PASSAGE PROVIDED |
1. If she is in the safe residential neighborhood, within say .5 of a mile, at a friends' house at night and she is walking home alone, what time should she be back?
2. If she is somewhere that she'll need a ride from me on a weeknight, how late should I let her stay out? (Generally, I would be in bed by 9:30)
3. If she is getting a ride home from a friend's parents, how much wiggle room should there be in the time she gets home? (We've had multiple instances where Larla's mom is going to pick them up at 10:00, but (the story goes) she doesn't show up until 10:30/10:45. I can't hold my DD accountable for another adult's punctuality, right?
4. She is at a sleepover at a friend's house and they all decide to go out and roam the neighborhood at midnight (GPS tracking on her phone). OK or no?

Basically, I'm just asking on how to set my expectations and hers, so we avoid every situation being handled as a one-off. For example, she was at a friend's house tonight and was going to walk home by X time. She calls and says that a parent can pick her up at X+15 minutes so she doesn't have to walk. That time comes and goes and she is still there. Parent hasn't shown up yet. I drive to get her.

I trust my kid. Maybe I just need to adjust to more freedom for her and realize I need to be more flexible....



For 1/3, I think the answer is some kind of communication: Please let me know what time you are planning on leaving/if that changes/actually leaving. And since I wanted to be asleep before DD came home, on nights she wanted flexible return time we had a blaring alarm clock set for midnight that she had to turn off when she got home. If I heard the alarm clock, I knew there was trouble. Alarm happened three times - the first time she forgot to text me and got grounded, the second two times she texted at 1158, 59, and 1201 saying she was fine and on her way but [valid reason she was late, such as Larla's mom]. For 4 I'd ask for a text as well, and try to make sure it's important she knows the adult at the house knows where they are.

For 2, the answer is still communication. Your daughter knows your bedtime, I'm sure. Talk to her about it - see if she can get other rides and you're the backup, not the first line of defense. If you can offer options - I can pick you up once or twice a week but I have to be able to 100% know the time I'm getting you so I can plan my night, you can have friends over here until 2 AM or sleepover, you can stay out as many nights as you want if you have other rides, etc - it might go better.
Anonymous
I'm a bit of an outlier on this, but even with my rising senior, I do my best to greet her when she gets home. I don't always do it but often do. That way a) I can assess whether she has been drinking or whatever, and b) she knows that I might be there to assess whatever, and c) I can hear about her evening in whatever way she wants to tell me, but it helps me just make sure everything seems fine. (She's a talker, so I never need to ask more than, 'did you have fun?' and I hear about all kinds of drama.)

GIVEN INSTRUCTION 1 | Print the portion of the curfew discussion from "4. She is at" up to and including "be more flexible....".
GIVEN INSTRUCTION 2 | In the curfew discussion, what time was the alarm clock set for on nights with a flexible return time?
GIVEN INSTRUCTION 3 | Translate the sentence "I trust my kid." from the curfew discussion into Spanish.
The data that follow were drawn from a separate source.

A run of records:
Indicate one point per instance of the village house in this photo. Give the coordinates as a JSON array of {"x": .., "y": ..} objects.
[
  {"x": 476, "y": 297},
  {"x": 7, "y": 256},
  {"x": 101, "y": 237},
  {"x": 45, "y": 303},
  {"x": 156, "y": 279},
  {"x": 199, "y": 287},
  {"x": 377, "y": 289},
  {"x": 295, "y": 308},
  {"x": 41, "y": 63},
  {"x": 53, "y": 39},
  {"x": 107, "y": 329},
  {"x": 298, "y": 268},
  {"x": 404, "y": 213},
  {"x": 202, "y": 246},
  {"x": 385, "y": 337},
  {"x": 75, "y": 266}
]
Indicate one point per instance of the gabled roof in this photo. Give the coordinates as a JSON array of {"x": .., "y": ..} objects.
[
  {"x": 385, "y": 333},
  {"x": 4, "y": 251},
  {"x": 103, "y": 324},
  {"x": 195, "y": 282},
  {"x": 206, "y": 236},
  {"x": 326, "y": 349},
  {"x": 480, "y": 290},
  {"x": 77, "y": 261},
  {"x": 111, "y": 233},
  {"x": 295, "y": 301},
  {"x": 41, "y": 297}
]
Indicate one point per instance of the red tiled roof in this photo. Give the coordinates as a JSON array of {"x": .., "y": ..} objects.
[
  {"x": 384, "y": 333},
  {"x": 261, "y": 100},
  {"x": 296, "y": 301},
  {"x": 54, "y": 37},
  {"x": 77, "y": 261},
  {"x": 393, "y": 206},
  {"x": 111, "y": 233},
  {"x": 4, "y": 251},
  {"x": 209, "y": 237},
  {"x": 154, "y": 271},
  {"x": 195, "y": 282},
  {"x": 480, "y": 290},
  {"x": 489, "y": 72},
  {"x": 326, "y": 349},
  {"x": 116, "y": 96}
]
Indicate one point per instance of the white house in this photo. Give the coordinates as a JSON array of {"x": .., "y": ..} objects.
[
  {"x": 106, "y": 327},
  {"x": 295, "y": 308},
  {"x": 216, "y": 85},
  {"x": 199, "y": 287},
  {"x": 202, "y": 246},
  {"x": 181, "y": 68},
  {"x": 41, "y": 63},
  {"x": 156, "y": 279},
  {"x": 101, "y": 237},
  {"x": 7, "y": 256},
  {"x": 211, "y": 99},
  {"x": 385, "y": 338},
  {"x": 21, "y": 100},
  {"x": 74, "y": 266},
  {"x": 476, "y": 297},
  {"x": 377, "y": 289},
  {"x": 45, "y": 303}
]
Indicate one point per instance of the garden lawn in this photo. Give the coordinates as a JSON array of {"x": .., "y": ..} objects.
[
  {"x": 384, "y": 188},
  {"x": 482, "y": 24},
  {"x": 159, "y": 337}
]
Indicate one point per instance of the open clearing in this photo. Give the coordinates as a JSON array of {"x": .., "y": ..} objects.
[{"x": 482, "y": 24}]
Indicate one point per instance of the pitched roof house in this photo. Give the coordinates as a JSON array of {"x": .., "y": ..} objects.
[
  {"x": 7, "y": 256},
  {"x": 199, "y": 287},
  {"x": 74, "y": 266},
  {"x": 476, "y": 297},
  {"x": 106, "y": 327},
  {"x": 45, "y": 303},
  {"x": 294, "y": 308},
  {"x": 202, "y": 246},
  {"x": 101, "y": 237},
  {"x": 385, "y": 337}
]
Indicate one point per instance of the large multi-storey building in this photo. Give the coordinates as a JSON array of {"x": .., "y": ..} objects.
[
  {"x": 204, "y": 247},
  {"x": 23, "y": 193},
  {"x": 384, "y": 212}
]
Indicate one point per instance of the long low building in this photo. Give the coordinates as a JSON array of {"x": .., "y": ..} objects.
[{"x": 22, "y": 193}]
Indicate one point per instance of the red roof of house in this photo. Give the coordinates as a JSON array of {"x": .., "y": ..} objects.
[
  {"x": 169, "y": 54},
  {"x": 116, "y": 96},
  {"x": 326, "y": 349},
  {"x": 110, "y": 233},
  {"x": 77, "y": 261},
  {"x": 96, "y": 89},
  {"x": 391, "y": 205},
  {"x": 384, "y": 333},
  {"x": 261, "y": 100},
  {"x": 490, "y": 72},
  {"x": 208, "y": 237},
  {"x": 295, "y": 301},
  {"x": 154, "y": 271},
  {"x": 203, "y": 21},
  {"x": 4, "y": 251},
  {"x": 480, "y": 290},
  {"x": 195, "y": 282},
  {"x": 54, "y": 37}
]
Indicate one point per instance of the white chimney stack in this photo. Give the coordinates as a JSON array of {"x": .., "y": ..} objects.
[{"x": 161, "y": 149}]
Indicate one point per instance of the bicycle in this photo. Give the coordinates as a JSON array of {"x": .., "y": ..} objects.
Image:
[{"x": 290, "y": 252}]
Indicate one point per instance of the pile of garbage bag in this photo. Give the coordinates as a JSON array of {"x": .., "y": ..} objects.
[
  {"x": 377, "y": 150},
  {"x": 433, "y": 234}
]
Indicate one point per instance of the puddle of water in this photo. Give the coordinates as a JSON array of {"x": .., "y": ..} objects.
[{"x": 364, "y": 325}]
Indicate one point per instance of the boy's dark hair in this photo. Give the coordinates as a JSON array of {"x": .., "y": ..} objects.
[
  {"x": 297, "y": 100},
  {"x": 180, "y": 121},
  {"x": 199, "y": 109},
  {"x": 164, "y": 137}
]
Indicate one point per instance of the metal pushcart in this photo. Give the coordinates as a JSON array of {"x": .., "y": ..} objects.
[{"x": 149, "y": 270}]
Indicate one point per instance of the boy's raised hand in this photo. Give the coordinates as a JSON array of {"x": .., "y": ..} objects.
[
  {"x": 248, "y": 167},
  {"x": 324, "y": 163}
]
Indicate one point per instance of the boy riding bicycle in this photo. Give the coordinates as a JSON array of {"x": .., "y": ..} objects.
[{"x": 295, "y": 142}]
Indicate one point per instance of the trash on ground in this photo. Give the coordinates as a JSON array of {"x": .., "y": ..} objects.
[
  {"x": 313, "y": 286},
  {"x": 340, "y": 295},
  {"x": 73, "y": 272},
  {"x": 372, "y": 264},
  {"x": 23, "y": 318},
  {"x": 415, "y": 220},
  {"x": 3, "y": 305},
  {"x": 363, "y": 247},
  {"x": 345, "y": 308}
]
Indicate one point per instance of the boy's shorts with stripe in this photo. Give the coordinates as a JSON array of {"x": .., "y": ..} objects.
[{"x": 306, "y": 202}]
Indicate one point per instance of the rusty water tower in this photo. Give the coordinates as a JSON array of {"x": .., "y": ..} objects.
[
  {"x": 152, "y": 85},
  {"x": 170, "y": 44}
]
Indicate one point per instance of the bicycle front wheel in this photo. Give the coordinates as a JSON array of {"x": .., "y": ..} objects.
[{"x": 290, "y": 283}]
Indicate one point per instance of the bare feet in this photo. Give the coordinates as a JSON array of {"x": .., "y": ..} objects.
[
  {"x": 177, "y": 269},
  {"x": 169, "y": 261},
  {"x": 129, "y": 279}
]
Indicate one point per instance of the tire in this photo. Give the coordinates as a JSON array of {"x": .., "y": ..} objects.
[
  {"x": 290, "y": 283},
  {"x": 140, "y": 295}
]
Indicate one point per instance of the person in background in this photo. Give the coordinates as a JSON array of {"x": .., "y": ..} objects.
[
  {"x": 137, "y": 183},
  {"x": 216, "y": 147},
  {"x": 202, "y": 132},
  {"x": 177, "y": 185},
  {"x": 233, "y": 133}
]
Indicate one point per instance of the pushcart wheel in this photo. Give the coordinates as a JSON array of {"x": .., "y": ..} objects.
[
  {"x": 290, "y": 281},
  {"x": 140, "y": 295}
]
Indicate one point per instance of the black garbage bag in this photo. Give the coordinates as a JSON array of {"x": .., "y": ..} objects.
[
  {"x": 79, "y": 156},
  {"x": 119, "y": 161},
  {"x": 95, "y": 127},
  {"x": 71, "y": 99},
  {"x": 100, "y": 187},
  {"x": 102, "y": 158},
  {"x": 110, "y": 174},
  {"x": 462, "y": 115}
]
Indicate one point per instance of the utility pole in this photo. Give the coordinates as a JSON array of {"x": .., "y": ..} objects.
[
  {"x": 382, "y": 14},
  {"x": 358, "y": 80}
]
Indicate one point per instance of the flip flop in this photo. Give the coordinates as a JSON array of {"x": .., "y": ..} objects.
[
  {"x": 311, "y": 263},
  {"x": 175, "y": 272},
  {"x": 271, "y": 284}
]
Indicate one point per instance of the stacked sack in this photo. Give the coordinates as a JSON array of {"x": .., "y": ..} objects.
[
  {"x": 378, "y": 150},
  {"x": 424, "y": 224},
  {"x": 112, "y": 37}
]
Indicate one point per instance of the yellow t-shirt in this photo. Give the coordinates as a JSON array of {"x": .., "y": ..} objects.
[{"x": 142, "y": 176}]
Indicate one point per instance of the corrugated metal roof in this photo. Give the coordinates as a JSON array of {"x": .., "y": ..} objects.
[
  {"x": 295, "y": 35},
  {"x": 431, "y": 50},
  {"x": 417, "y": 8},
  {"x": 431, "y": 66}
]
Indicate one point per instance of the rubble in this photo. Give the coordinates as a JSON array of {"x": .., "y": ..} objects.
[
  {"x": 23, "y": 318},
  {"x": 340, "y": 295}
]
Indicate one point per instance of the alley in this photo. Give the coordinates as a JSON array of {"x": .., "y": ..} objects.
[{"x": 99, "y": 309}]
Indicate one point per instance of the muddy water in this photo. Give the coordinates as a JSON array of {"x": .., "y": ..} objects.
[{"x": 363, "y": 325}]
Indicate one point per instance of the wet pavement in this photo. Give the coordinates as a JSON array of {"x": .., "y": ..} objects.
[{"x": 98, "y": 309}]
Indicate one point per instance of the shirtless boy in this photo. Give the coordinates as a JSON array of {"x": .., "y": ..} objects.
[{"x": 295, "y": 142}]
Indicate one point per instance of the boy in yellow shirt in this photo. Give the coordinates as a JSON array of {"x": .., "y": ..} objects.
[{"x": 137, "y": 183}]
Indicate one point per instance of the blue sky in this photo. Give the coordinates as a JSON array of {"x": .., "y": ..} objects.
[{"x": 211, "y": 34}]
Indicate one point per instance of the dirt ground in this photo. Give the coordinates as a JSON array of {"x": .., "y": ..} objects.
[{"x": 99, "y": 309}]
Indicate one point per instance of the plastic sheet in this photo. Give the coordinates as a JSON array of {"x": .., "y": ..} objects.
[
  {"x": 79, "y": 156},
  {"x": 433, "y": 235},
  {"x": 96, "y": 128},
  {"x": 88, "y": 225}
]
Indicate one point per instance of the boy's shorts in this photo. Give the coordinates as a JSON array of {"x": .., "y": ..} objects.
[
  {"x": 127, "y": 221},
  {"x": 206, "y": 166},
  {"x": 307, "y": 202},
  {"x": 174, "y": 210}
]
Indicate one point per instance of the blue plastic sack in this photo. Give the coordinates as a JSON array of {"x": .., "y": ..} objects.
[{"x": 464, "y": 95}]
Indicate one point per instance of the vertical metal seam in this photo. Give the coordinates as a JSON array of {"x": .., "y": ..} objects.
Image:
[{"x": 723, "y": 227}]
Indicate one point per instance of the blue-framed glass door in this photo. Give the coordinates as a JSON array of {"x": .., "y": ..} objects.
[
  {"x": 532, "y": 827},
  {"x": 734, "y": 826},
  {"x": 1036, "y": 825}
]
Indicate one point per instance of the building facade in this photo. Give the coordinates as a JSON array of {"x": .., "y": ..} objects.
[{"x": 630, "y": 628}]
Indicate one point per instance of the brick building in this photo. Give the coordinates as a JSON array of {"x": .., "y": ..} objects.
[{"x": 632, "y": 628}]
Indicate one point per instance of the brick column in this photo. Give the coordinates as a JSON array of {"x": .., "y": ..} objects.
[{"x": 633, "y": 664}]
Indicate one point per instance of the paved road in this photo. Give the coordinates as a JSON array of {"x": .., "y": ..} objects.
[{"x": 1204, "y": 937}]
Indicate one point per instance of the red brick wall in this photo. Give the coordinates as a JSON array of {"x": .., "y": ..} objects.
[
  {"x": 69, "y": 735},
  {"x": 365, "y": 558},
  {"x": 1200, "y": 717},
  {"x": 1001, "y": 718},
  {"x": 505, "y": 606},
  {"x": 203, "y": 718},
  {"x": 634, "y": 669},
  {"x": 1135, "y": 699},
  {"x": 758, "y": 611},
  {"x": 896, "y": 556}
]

COMPLETE OUTPUT 1 |
4. She is at a sleepover at a friend's house and they all decide to go out and roam the neighborhood at midnight (GPS tracking on her phone). OK or no?

Basically, I'm just asking on how to set my expectations and hers, so we avoid every situation being handled as a one-off. For example, she was at a friend's house tonight and was going to walk home by X time. She calls and says that a parent can pick her up at X+15 minutes so she doesn't have to walk. That time comes and goes and she is still there. Parent hasn't shown up yet. I drive to get her.

I trust my kid. Maybe I just need to adjust to more freedom for her and realize I need to be more flexible....

COMPLETE OUTPUT 2 | Midnight.

COMPLETE OUTPUT 3 | Confío en mi hija.